# SET TASK A
Copy the Cardinals Hall of Fame column word for word, starting with "By Rob Rains" and going on through "even on the ballot.".

# READING TEXT

Former Cardinals' outfielder Vince Coleman threw out a ceremonial first pitch before a game at Busch Stadium in 2015. (File)

By Rob Rains

The latest fan selections for the Cardinals Hall of Fame will be inducted on Saturday, Mark McGwire and Tim McCarver, two players who certainly had noteworthy careers with the team.

Were they the two players most deserving of election this year? No, not even close.

The problem with the results of this year’s election, however, is not with the choices of the fans. It’s the fact that the players who were the most deserving were not even on the ballot.

Each year, the ballot of candidates eligible to be elected in the on-line fans’ vote is determined by a select committee of writers, broadcasters and former Cardinals’ managers. After a meeting in which candidates are discussed, each committee member submits a secret ballot with up to 10 names. This year, the seven players who received the most votes were placed on the ballot.

As has been the case with each election since the Cardinals Hall of Fame was established, the two players who belong in the Cardinals’ Hall of Fame but who have never even been on the ballot are Ray Lankford and Vince Coleman.

As a member of the committee, it’s still baffling how those two players have been excluded and passed over, not just this year, but for each of the past three years even though their qualifications are discussed at length.

Lankford’s credentials speak for themselves, including the fact only four players in franchise history have hit more home runs than Lankford, who hit 228 during his 13 years with the Cardinals. Who holds the record for most home runs at Busch Stadium II? Hint, it’s not McGwire. Lankford hit 123, four more than McGwire and 12 more than Jim Edmonds, both of whom after Saturday will be in the team’s Hall of Fame.

That statistic alone should at least get Lankford on the ballot, but beyond that, he ranks ninth all-time in RBIs in Cardinals’ history, seventh in extra-base hits, eighth in runs and 10th in total bases.

Coleman’s career resume is not as long as Lankford’s but impressive for one simple statistic, stolen bases, where his career total of 549 ranks second to Lou Brock in team history.

The intangible part of Coleman’s career, which is not as easily recorded on a piece of paper, however, is the number of games he changed because of his speed and the threat of havoc he created when he was on the bases.

The Cardinals would not have won the NL pennants in 1985 and 1987 without Coleman’s stolen bases and the threat of stealing bases. If he had been able to play in the 1985 World Series against the Royals, instead of being forced out of the lineup by a broken leg suffered in an accident with the automatic tarpaulin at Busch Stadium, the Cardinals have celebrated another world championship.

Coleman’s career in St. Louis lasted only six years, when he left in what he has since admitted was the worst decision of his career, signing as a free agent with the Mets. Still, that was one year longer than McGwire played in St. Louis.

From 1985 through 1987, Coleman stole 110, 107 and 109 bases – arguably just as impressive a performance as McGwire hitting 70 and 65 homers in back-to-back seasons in 1998 and 1999.

# GIVEN RECORDS
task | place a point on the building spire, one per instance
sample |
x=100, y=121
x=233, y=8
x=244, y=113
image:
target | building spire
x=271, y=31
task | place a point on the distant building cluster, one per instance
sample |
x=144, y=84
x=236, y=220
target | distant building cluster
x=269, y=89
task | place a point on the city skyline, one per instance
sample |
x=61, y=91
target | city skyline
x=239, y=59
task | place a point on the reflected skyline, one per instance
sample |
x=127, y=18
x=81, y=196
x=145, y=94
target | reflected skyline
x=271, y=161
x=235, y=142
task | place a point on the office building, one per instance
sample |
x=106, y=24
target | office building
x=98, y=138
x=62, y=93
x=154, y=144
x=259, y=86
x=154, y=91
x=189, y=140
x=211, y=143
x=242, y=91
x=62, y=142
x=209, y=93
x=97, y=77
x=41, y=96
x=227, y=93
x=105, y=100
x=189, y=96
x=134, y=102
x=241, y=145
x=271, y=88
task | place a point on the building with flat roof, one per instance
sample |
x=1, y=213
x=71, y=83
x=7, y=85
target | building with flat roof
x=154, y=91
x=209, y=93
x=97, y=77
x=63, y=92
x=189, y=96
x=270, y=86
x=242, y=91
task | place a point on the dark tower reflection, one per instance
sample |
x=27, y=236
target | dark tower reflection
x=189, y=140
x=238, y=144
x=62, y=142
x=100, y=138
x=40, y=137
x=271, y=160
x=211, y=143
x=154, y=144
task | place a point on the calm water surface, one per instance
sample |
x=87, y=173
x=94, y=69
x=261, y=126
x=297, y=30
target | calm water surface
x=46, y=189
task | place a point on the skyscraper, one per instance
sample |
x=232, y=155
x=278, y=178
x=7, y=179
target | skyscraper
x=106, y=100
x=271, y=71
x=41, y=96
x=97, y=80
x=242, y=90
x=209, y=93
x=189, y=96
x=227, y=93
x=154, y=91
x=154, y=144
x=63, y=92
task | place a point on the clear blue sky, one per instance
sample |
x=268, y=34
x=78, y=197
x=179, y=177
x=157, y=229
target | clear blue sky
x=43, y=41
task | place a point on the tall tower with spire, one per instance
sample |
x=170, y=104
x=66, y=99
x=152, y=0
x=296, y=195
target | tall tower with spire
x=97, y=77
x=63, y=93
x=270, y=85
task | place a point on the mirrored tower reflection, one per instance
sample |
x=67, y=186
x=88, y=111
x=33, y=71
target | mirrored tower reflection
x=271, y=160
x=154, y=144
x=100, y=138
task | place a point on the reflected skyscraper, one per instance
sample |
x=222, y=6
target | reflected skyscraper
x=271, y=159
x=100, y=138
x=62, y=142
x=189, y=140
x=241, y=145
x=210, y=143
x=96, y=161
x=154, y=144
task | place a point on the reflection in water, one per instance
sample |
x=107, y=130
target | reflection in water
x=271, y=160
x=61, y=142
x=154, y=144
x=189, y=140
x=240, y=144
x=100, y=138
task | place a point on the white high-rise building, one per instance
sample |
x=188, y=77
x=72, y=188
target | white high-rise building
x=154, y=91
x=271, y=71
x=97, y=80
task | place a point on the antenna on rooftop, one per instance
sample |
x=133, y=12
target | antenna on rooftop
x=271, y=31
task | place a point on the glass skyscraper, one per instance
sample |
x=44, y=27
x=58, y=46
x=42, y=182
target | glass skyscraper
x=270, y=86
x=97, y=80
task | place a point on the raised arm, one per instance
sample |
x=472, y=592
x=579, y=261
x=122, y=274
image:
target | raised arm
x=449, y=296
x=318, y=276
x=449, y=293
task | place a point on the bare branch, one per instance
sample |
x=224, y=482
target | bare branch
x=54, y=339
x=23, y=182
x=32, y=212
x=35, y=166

# SET TASK B
Please render the listing above as a JSON list of strings, one string per line, starting with the line with "task | place a point on the antenna" and going on through the line with "x=449, y=293". Leave out blank lines and give only that list.

# WRITTEN RESPONSE A
By Rob Rains

The latest fan selections for the Cardinals Hall of Fame will be inducted on Saturday, Mark McGwire and Tim McCarver, two players who certainly had noteworthy careers with the team.

Were they the two players most deserving of election this year? No, not even close.

The problem with the results of this year’s election, however, is not with the choices of the fans. It’s the fact that the players who were the most deserving were not even on the ballot.

# WRITTEN RESPONSE B
[
  "task | place a point on the antenna on rooftop, one per instance",
  "sample |",
  "x=133, y=12",
  "target | antenna on rooftop",
  "x=271, y=31",
  "task | place a point on the glass skyscraper, one per instance",
  "sample |",
  "x=44, y=27",
  "x=58, y=46",
  "x=42, y=182",
  "target | glass skyscraper",
  "x=270, y=86",
  "x=97, y=80",
  "task | place a point on the raised arm, one per instance",
  "sample |",
  "x=472, y=592",
  "x=579, y=261",
  "x=122, y=274",
  "image:",
  "target | raised arm",
  "x=449, y=296",
  "x=318, y=276",
  "x=449, y=293"
]